### To do
Update the items below by changing "Respond with" to "Answer with" wherever it occurs, leaving everything else untouched.

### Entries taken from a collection

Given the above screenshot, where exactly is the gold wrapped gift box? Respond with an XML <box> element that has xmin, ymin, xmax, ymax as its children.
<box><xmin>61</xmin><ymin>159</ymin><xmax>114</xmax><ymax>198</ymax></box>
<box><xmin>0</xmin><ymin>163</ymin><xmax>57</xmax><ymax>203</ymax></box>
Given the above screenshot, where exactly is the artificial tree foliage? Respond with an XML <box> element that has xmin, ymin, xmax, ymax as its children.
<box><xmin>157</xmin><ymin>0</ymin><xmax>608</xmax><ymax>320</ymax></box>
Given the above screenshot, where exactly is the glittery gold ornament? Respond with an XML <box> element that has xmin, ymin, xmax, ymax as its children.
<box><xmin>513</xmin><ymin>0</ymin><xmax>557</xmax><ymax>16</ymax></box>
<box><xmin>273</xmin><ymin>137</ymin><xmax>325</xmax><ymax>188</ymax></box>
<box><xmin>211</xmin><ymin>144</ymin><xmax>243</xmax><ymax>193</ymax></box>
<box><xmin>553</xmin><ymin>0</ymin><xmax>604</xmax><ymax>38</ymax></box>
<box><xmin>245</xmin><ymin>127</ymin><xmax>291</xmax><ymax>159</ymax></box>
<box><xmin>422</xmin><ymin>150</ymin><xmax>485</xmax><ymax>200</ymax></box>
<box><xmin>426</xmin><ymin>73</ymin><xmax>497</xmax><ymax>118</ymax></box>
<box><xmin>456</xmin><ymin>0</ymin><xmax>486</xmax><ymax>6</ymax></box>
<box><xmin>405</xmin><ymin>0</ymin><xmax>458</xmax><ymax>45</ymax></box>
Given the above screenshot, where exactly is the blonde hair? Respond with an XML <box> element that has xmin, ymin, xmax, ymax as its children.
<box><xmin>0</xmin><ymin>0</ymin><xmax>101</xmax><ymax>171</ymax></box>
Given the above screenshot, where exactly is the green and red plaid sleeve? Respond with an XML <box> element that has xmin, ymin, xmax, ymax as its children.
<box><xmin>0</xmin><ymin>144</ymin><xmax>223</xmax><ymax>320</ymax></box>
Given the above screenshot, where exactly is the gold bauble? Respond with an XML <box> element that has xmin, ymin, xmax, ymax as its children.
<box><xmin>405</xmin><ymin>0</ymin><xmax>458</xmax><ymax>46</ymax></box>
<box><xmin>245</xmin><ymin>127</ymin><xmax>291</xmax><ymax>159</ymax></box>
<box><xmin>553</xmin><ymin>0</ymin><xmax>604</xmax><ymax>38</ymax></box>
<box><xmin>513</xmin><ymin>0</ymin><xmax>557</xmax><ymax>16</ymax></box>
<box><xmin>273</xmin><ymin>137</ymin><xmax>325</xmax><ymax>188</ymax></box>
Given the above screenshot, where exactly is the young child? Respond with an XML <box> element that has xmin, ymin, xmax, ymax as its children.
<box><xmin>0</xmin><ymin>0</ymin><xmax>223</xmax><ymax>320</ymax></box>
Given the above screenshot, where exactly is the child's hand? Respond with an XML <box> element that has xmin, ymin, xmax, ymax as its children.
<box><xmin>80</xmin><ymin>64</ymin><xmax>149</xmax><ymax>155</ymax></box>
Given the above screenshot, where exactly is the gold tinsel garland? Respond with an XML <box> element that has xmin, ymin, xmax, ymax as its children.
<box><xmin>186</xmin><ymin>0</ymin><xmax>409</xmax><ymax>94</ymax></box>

### Reply
Given the above screenshot, where exactly is the gold wrapped gift box? Answer with an XML <box> element that has xmin, ymin, xmax, ymax as its children.
<box><xmin>61</xmin><ymin>159</ymin><xmax>114</xmax><ymax>198</ymax></box>
<box><xmin>0</xmin><ymin>163</ymin><xmax>57</xmax><ymax>203</ymax></box>
Given the above screenshot, where exactly is the artificial tree foliage? Answer with an XML <box> element that has xmin, ymin, xmax, ymax as its children.
<box><xmin>157</xmin><ymin>0</ymin><xmax>608</xmax><ymax>320</ymax></box>
Given the above screenshot, where exactly is the glittery gold ornament? Answer with an XML <box> element that has xmin, ymin, xmax, ymax as its children.
<box><xmin>513</xmin><ymin>0</ymin><xmax>557</xmax><ymax>16</ymax></box>
<box><xmin>273</xmin><ymin>137</ymin><xmax>325</xmax><ymax>188</ymax></box>
<box><xmin>211</xmin><ymin>144</ymin><xmax>243</xmax><ymax>193</ymax></box>
<box><xmin>553</xmin><ymin>0</ymin><xmax>604</xmax><ymax>38</ymax></box>
<box><xmin>245</xmin><ymin>127</ymin><xmax>291</xmax><ymax>159</ymax></box>
<box><xmin>422</xmin><ymin>150</ymin><xmax>485</xmax><ymax>200</ymax></box>
<box><xmin>426</xmin><ymin>73</ymin><xmax>497</xmax><ymax>118</ymax></box>
<box><xmin>456</xmin><ymin>0</ymin><xmax>486</xmax><ymax>6</ymax></box>
<box><xmin>405</xmin><ymin>0</ymin><xmax>458</xmax><ymax>45</ymax></box>
Given the above screenshot, where exactly is the blonde hair? Answer with an XML <box> element that has xmin, ymin, xmax, ymax as its children.
<box><xmin>0</xmin><ymin>0</ymin><xmax>101</xmax><ymax>171</ymax></box>
Given the above screenshot, where exactly is the green and red plaid sleeve? Answer with an XML <box> element that has xmin, ymin, xmax, ymax as its children.
<box><xmin>0</xmin><ymin>144</ymin><xmax>223</xmax><ymax>320</ymax></box>
Given the above screenshot, where exactly is the gold bauble? Answer with an XML <box> element that has xmin, ymin, xmax, ymax as its children.
<box><xmin>405</xmin><ymin>0</ymin><xmax>458</xmax><ymax>46</ymax></box>
<box><xmin>245</xmin><ymin>127</ymin><xmax>291</xmax><ymax>159</ymax></box>
<box><xmin>553</xmin><ymin>0</ymin><xmax>604</xmax><ymax>38</ymax></box>
<box><xmin>513</xmin><ymin>0</ymin><xmax>557</xmax><ymax>16</ymax></box>
<box><xmin>273</xmin><ymin>137</ymin><xmax>325</xmax><ymax>188</ymax></box>
Given the above screenshot, where exactly is the young child? Answer with an XML <box> element that has xmin, ymin, xmax, ymax as its children.
<box><xmin>0</xmin><ymin>0</ymin><xmax>223</xmax><ymax>320</ymax></box>
Given the above screenshot, where exactly is the child's hand? Answer with an XML <box> element that has xmin, ymin, xmax, ymax as its children.
<box><xmin>80</xmin><ymin>64</ymin><xmax>149</xmax><ymax>155</ymax></box>
Given the above screenshot, where exactly is the gold tinsel garland? Answer with an XML <box> element that has xmin, ymin, xmax, ymax as its children.
<box><xmin>186</xmin><ymin>0</ymin><xmax>409</xmax><ymax>94</ymax></box>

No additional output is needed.